GIVEN REQUEST. Reproduce all of the material word for word.

####################

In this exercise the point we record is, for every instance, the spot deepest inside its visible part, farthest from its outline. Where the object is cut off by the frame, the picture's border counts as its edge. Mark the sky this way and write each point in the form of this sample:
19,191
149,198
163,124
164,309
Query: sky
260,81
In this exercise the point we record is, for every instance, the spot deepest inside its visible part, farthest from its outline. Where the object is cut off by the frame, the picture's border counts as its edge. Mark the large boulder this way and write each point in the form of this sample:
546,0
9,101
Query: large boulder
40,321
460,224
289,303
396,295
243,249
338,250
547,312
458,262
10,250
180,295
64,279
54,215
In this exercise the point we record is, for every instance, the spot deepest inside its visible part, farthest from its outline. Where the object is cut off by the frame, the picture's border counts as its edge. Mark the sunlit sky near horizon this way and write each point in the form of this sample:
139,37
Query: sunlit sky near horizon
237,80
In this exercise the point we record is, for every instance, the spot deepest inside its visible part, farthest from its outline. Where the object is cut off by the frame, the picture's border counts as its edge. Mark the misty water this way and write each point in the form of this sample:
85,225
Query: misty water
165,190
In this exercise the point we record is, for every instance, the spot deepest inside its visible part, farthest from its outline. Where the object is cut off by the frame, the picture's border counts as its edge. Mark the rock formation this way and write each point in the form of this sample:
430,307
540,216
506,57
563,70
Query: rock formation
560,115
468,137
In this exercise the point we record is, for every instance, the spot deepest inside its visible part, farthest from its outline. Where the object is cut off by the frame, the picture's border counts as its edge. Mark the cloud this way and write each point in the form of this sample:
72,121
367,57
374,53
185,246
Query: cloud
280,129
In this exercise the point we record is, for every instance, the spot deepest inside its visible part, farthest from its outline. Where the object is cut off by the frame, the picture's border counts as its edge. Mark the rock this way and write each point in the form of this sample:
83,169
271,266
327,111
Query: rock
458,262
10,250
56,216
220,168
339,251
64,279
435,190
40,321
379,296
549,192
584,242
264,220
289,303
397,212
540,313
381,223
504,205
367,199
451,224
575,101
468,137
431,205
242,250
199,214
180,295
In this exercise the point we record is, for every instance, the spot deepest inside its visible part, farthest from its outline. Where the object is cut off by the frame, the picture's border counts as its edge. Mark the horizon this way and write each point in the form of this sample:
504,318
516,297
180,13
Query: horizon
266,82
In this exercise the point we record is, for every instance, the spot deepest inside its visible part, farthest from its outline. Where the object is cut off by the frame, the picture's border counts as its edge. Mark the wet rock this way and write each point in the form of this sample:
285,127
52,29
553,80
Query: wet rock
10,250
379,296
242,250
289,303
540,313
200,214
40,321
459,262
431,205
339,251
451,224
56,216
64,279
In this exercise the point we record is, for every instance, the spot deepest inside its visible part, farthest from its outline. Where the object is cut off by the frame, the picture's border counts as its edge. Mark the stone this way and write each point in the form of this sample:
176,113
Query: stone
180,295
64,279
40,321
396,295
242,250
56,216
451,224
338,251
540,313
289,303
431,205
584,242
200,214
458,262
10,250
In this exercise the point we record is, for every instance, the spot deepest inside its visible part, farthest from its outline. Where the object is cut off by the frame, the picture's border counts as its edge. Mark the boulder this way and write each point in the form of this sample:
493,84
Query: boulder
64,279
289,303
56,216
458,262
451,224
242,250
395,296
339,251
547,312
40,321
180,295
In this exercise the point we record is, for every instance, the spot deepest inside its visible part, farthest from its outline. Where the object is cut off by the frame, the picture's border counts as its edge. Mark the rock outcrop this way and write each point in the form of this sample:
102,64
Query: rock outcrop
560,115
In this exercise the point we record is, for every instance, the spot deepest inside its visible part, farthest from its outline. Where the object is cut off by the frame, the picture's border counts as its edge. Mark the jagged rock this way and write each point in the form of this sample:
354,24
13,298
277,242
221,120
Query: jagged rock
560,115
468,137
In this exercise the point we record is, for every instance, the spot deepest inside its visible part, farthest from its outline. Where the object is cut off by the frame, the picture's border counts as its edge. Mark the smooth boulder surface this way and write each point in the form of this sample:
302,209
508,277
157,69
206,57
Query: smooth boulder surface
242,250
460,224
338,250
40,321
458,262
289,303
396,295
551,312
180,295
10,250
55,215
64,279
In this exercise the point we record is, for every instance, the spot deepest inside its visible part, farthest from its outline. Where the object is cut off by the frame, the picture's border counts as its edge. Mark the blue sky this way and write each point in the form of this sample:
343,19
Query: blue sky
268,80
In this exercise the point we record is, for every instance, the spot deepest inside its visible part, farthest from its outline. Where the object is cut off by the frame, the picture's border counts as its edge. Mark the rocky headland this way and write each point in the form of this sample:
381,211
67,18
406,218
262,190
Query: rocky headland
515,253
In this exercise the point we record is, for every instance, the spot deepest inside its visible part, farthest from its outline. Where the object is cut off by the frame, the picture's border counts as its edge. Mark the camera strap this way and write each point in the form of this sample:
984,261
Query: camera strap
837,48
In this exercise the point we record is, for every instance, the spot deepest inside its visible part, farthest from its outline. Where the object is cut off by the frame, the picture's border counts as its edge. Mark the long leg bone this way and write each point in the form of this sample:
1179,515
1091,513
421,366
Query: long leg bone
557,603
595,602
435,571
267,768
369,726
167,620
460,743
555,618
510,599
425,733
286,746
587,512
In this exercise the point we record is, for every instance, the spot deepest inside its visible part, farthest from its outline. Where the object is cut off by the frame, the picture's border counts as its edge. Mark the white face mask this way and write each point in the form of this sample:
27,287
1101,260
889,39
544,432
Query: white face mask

####################

SOLUTION FOR THIS PROBLEM.
In this exercise the point we record is, for every instance, the spot deepest inside its visible part, farthest from its outline. Where the object is cut off by the frame, the picture's border counts as its edge. Mark the sky this way and write each point in the form of this sample:
19,191
149,198
163,124
164,309
Query: sky
260,81
In this exercise the point we record is, for every instance, the spot deepest inside its visible part, farthest from its outline. Where the object is cut off by the frame, the picture's border counts as its edge. Mark the large boulder this way and write each point in the form of this sample:
546,0
9,101
Query: large boulder
40,321
460,224
289,303
396,295
243,249
338,250
547,312
458,262
10,250
180,295
64,279
54,215
In this exercise the point we record is, for every instance, the spot deepest inside its visible part, farthest from its outline. Where the object is cut off by the frame, the picture's border counts as its edge. Mark the sunlit sky near horizon this way and write each point in the form of this sample:
139,37
Query: sunlit sky near horizon
237,80
In this exercise the point we record is, for every instance, the spot deepest inside its visible part, farthest from its outline. Where the object is cut off by the frame, the picture's border counts as its edge. Mark the misty water this way and write each point in the form of this sample:
85,225
Query: misty water
165,190
In this exercise the point we record is, for every instance, the spot deepest inside its visible part, farthest from its outline. Where the object is cut off by the frame, the picture's border counts as its edge. Mark the rock formation this way and write each point in the form of this sample:
430,307
540,216
506,57
563,70
Query: rock formation
560,115
468,137
In this exercise the point we record is, for every instance, the spot deepest inside its visible part, farthest from its outline. Where the object is cut off by the frame, the picture's border counts as its edge. Mark the cloud this way and write each point in the form of this sample:
72,121
367,57
374,53
185,246
Query: cloud
280,129
In this exercise the point we record is, for every instance, the spot deepest inside its visible part, farthest from its outline. Where the object is cut off by the frame, the picture's border counts as its edge. Mark the rock this way and write each point in the form of this sample:
83,169
271,266
327,111
Query: rock
458,262
10,250
56,216
220,168
339,251
64,279
435,190
40,321
379,296
549,192
584,242
264,220
289,303
397,212
540,313
381,223
504,205
367,199
451,224
575,101
468,137
431,205
242,250
199,214
180,295
In this exercise the point we record is, for every instance, the spot deepest inside its visible part, farthest from its outline. Where the object is cut off by the frame, the picture's border counts as its edge. Mark the horizon this way and write each point in the form of this sample:
504,318
516,297
180,13
Query: horizon
266,82
In this exercise the point we record is, for every instance, the spot deepest inside its visible part, farthest from its outline. Where the object is cut off by the frame, the picture's border counts as its edge. Mark the wet rock this way and write each point in the form of this sample:
285,127
52,29
553,80
Query: wet rock
10,250
379,296
242,250
289,303
540,313
200,214
40,321
459,262
431,205
339,251
451,224
56,216
64,279
In this exercise the point we record is, for every instance, the spot deepest inside its visible part, farthest from its outline. Where the object is cut off by the frame, the picture's border counts as its edge. Mark the stone this way and write each point in the form of this sample:
176,113
Query: stone
180,295
64,279
40,321
396,295
242,250
56,216
451,224
338,251
540,313
289,303
431,205
584,242
200,214
458,262
10,250
In this exercise the point we record is, for every instance, the spot deepest inside its visible part, farthest from its outline. Where the object is cut off by the frame, the picture's border counts as its edge. Mark the boulder this way and write each point in the form of this sample:
493,84
Query: boulder
64,279
289,303
56,216
458,262
451,224
242,250
395,296
339,251
547,312
40,321
180,295
In this exercise the point we record is, for every instance, the spot deepest inside its visible part, farthest from its outline. Where the object is cut off by the frame, the picture's border counts as its edge. Mark the rock outcrop this way and write each point in the form of this sample:
102,64
Query: rock outcrop
560,115
In this exercise the point we record is, for every instance, the spot deepest inside its visible part, farthest from its outline. Where the object is cut off by the frame, the picture's border counts as its edge. Mark the jagged rock this way and write each point in the form of this sample:
354,24
13,298
277,242
221,120
Query: jagged rock
560,115
468,137
In this exercise the point we record is, for every instance, the spot deepest inside its visible part, farthest from its outline. Where the object is cut off by the frame, the picture's border counts as its edge. Mark the smooth boulder surface this way and write each point in the form of this sample:
302,209
508,277
157,69
206,57
Query: smooth boulder surface
242,250
460,224
338,250
40,321
458,262
289,303
396,295
551,312
180,295
10,250
55,215
64,279
In this exercise the point we record is, for every instance, the spot deepest inside its visible part, farthest from its outline. Where the object is cut off by the frame, the picture's border counts as its edge. Mark the blue sky this way and write each point in the form of this sample:
343,19
Query: blue sky
268,80
In this exercise the point we record is, for every instance, the spot deepest inside its visible part, farthest from its outline. Where the object is cut off by the frame, the picture's border counts as its edge. Mark the rocky headland this way and write each point in the form of this sample:
381,211
67,18
406,218
262,190
Query: rocky headland
515,253
In this exercise the point we record is, for every instance, the spot deepest inside its visible part, farthest from its outline. Where the object is cut off by the frame, the picture's border counts as its edge. Mark the camera strap this way and write each point in the form of this sample:
984,261
Query: camera strap
837,48
In this exercise the point we record is, for every instance, the spot deepest inside its visible part, farthest from its outline. Where the object is cut off by the frame, the picture's border counts as its edge. Mark the long leg bone this way and write each point in the form of this sample:
1179,515
1091,513
421,366
Query: long leg bone
557,603
595,602
435,571
267,768
369,726
167,620
460,743
555,618
510,599
425,733
286,746
587,512
In this exercise the point we record is, for every instance, the spot deepest inside its visible part, farthest from its outline. Where the object is cut off by the frame, the picture's border counts as its edge. Mark the white face mask this way and write each point in the form of this sample:
27,287
1101,260
889,39
544,432
Query: white face mask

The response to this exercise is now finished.